RECORDED DATA:
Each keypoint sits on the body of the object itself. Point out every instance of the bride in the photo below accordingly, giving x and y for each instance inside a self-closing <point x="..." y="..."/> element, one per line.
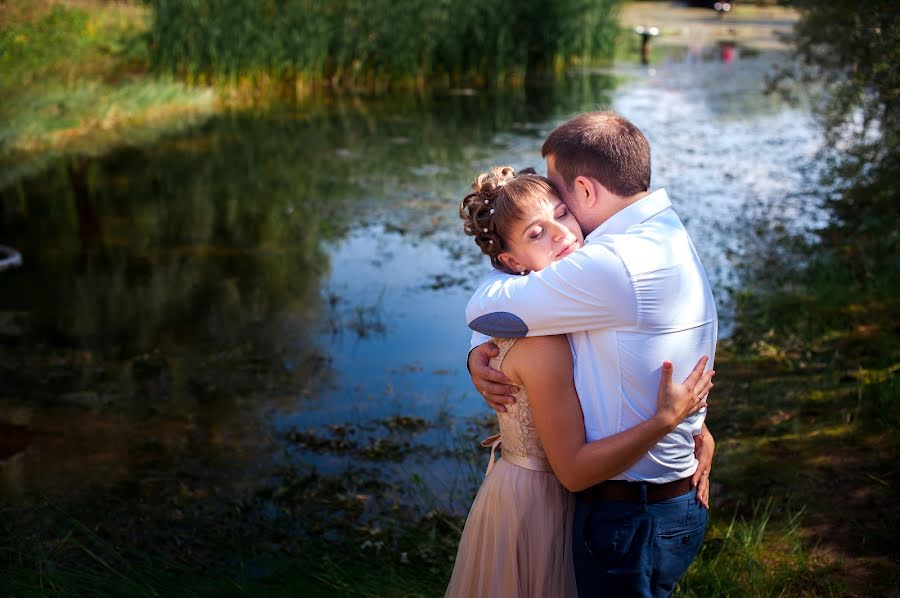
<point x="517" y="537"/>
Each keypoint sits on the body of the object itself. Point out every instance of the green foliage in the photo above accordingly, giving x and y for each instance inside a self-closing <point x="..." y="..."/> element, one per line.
<point x="358" y="43"/>
<point x="747" y="557"/>
<point x="75" y="81"/>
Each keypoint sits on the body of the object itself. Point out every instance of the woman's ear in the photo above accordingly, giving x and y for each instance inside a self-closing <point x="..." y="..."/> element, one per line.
<point x="507" y="259"/>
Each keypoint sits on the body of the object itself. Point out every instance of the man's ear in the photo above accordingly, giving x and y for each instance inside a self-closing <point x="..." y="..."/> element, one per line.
<point x="507" y="259"/>
<point x="585" y="191"/>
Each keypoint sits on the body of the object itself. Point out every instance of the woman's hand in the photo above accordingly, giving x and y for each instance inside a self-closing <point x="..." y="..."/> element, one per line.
<point x="704" y="448"/>
<point x="677" y="401"/>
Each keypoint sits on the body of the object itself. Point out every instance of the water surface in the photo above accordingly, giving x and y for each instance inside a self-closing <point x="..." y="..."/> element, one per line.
<point x="289" y="286"/>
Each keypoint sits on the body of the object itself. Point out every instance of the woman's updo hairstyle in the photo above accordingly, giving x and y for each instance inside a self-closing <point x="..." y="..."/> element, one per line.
<point x="499" y="198"/>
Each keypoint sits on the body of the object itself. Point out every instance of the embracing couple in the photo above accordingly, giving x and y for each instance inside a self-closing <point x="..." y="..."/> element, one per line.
<point x="597" y="300"/>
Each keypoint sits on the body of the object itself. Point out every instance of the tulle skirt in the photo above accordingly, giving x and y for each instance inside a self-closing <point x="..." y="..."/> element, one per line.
<point x="518" y="538"/>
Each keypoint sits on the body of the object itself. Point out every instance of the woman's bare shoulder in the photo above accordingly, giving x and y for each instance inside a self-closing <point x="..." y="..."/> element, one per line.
<point x="537" y="355"/>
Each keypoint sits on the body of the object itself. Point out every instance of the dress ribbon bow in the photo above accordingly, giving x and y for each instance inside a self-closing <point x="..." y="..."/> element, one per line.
<point x="493" y="442"/>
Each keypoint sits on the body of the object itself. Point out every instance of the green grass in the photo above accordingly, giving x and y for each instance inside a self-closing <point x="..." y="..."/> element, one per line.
<point x="77" y="82"/>
<point x="376" y="44"/>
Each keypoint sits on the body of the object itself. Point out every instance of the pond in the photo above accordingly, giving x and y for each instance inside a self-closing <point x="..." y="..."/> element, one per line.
<point x="286" y="288"/>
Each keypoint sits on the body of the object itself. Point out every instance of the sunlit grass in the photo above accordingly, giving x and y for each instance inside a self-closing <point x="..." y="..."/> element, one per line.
<point x="77" y="81"/>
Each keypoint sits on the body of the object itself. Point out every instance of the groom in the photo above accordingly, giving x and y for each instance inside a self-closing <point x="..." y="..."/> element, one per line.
<point x="634" y="296"/>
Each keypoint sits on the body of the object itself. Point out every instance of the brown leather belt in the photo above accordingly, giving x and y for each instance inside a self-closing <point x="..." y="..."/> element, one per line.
<point x="621" y="490"/>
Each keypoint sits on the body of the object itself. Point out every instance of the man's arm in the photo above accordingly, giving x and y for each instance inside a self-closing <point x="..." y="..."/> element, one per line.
<point x="590" y="289"/>
<point x="493" y="385"/>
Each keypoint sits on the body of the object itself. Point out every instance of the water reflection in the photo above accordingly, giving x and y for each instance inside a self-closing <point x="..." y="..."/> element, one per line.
<point x="191" y="289"/>
<point x="265" y="287"/>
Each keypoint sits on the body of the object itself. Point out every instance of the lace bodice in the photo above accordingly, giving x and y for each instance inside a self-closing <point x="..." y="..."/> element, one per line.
<point x="517" y="429"/>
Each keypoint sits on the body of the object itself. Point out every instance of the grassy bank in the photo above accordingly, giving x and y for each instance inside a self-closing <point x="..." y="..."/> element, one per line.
<point x="77" y="81"/>
<point x="374" y="45"/>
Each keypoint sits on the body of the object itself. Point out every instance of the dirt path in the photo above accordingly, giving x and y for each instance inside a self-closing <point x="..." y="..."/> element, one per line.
<point x="759" y="27"/>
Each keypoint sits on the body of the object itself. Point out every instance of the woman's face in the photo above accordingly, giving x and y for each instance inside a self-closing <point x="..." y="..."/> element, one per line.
<point x="547" y="233"/>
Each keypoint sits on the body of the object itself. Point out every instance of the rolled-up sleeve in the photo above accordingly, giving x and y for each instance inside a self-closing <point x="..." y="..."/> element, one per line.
<point x="589" y="290"/>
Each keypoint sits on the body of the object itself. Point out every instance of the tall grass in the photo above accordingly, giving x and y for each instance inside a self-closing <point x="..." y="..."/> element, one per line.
<point x="373" y="44"/>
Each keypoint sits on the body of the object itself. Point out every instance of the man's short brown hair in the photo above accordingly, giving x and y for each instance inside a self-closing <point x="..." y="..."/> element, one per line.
<point x="603" y="146"/>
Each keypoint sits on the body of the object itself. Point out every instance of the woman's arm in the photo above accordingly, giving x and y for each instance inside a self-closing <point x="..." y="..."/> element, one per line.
<point x="543" y="365"/>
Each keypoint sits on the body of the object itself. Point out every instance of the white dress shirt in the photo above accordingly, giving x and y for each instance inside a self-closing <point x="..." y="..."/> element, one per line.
<point x="634" y="296"/>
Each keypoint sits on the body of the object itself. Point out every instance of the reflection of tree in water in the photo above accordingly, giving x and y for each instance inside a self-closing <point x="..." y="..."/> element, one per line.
<point x="185" y="278"/>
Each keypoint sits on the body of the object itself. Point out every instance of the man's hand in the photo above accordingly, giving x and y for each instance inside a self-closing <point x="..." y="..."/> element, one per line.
<point x="704" y="447"/>
<point x="492" y="384"/>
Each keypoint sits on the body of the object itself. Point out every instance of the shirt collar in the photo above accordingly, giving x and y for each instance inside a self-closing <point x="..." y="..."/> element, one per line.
<point x="640" y="211"/>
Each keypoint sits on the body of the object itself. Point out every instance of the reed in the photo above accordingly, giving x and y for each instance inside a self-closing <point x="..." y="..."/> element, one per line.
<point x="376" y="44"/>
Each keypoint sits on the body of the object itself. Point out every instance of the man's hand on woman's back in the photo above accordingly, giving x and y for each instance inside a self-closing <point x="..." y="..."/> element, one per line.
<point x="492" y="384"/>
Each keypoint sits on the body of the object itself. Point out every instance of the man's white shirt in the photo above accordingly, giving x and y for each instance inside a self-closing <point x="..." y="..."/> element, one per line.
<point x="634" y="296"/>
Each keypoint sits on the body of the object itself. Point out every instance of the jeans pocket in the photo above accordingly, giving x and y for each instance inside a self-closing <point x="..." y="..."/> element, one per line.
<point x="676" y="549"/>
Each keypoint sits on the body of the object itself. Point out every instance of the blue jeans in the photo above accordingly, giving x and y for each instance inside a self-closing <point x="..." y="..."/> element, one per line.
<point x="624" y="549"/>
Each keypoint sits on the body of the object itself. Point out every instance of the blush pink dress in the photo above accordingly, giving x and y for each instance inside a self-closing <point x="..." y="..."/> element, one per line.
<point x="517" y="541"/>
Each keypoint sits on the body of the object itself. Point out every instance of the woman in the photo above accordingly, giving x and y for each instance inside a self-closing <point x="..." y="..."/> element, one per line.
<point x="517" y="538"/>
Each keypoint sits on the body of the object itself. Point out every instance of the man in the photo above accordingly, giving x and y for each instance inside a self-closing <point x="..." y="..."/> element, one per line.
<point x="634" y="296"/>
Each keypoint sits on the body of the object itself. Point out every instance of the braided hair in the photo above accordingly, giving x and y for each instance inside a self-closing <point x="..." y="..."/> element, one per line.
<point x="499" y="198"/>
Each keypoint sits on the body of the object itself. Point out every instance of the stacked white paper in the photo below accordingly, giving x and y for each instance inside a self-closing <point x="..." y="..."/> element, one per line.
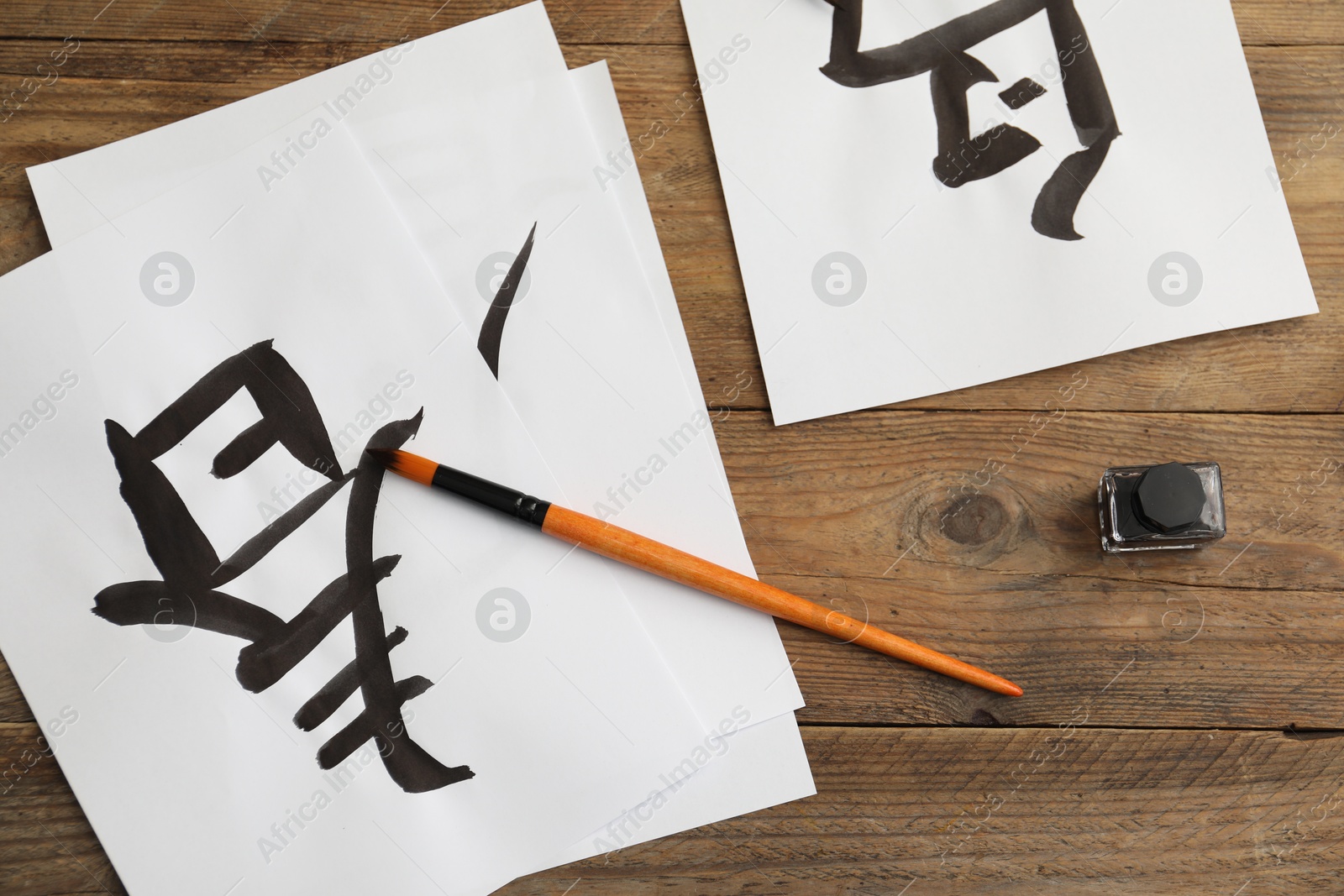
<point x="296" y="275"/>
<point x="929" y="195"/>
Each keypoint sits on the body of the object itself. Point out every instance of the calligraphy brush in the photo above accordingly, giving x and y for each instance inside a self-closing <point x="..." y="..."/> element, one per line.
<point x="652" y="557"/>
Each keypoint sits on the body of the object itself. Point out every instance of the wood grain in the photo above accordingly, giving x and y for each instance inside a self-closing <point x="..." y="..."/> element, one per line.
<point x="963" y="520"/>
<point x="606" y="22"/>
<point x="118" y="89"/>
<point x="960" y="810"/>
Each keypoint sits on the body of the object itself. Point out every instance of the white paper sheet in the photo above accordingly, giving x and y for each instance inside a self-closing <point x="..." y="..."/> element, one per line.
<point x="765" y="763"/>
<point x="871" y="281"/>
<point x="558" y="726"/>
<point x="718" y="651"/>
<point x="613" y="412"/>
<point x="87" y="190"/>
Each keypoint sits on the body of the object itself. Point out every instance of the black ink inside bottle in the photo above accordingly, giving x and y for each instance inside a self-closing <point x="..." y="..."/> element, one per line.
<point x="1152" y="508"/>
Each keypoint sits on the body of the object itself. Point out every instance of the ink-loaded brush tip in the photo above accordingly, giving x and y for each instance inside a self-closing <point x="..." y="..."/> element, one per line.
<point x="413" y="466"/>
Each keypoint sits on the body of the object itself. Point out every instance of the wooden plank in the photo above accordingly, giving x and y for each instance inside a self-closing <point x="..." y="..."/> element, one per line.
<point x="976" y="533"/>
<point x="1014" y="812"/>
<point x="613" y="22"/>
<point x="1278" y="367"/>
<point x="992" y="812"/>
<point x="1007" y="501"/>
<point x="13" y="705"/>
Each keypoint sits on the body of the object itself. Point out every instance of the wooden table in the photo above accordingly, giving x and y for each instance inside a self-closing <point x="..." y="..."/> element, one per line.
<point x="1183" y="726"/>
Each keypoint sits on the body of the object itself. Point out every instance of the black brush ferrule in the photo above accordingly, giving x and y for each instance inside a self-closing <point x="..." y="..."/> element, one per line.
<point x="497" y="497"/>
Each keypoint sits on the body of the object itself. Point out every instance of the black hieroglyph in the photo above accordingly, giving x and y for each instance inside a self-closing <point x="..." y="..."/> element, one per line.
<point x="192" y="573"/>
<point x="941" y="53"/>
<point x="492" y="329"/>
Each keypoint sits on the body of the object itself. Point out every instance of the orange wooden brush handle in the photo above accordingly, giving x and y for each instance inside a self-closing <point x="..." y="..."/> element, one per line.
<point x="652" y="557"/>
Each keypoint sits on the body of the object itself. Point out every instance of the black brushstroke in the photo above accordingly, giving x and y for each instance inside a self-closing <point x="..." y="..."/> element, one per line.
<point x="192" y="571"/>
<point x="492" y="329"/>
<point x="1021" y="93"/>
<point x="941" y="53"/>
<point x="320" y="707"/>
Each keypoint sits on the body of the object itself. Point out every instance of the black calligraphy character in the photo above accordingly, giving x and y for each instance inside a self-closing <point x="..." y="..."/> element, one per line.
<point x="192" y="573"/>
<point x="941" y="51"/>
<point x="492" y="329"/>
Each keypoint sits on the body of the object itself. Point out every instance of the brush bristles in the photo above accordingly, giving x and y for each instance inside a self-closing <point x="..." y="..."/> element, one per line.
<point x="413" y="466"/>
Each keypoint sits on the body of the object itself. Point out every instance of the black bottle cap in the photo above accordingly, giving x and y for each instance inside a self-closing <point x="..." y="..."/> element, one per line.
<point x="1169" y="499"/>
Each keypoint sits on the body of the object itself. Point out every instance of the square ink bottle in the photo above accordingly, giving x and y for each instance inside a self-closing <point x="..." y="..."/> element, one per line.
<point x="1153" y="508"/>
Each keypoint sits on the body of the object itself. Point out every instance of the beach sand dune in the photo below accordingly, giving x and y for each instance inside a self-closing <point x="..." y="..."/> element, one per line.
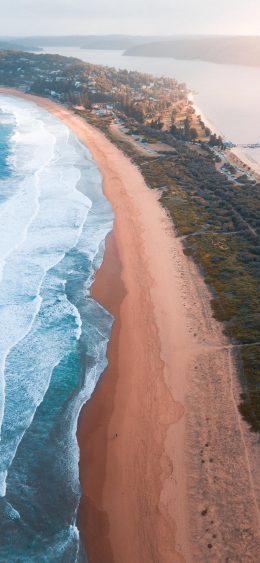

WHAT YOU WILL DO: Extract every line above that contains the string "jeans", and treat case as significant.

RESPONSE BELOW:
Each keypoint sits on the body of the object itself. Point out every instance of the jeans pocket in the photo above accordingly, giving x and y for each instance inside a self-closing <point x="..." y="..."/> element, one per line.
Each keypoint sits on the body of the object itself. Point out every instance of the blue jeans in the photo above accordingly, giving x and y for each instance inside a self-closing <point x="..." y="..."/> element, one per line.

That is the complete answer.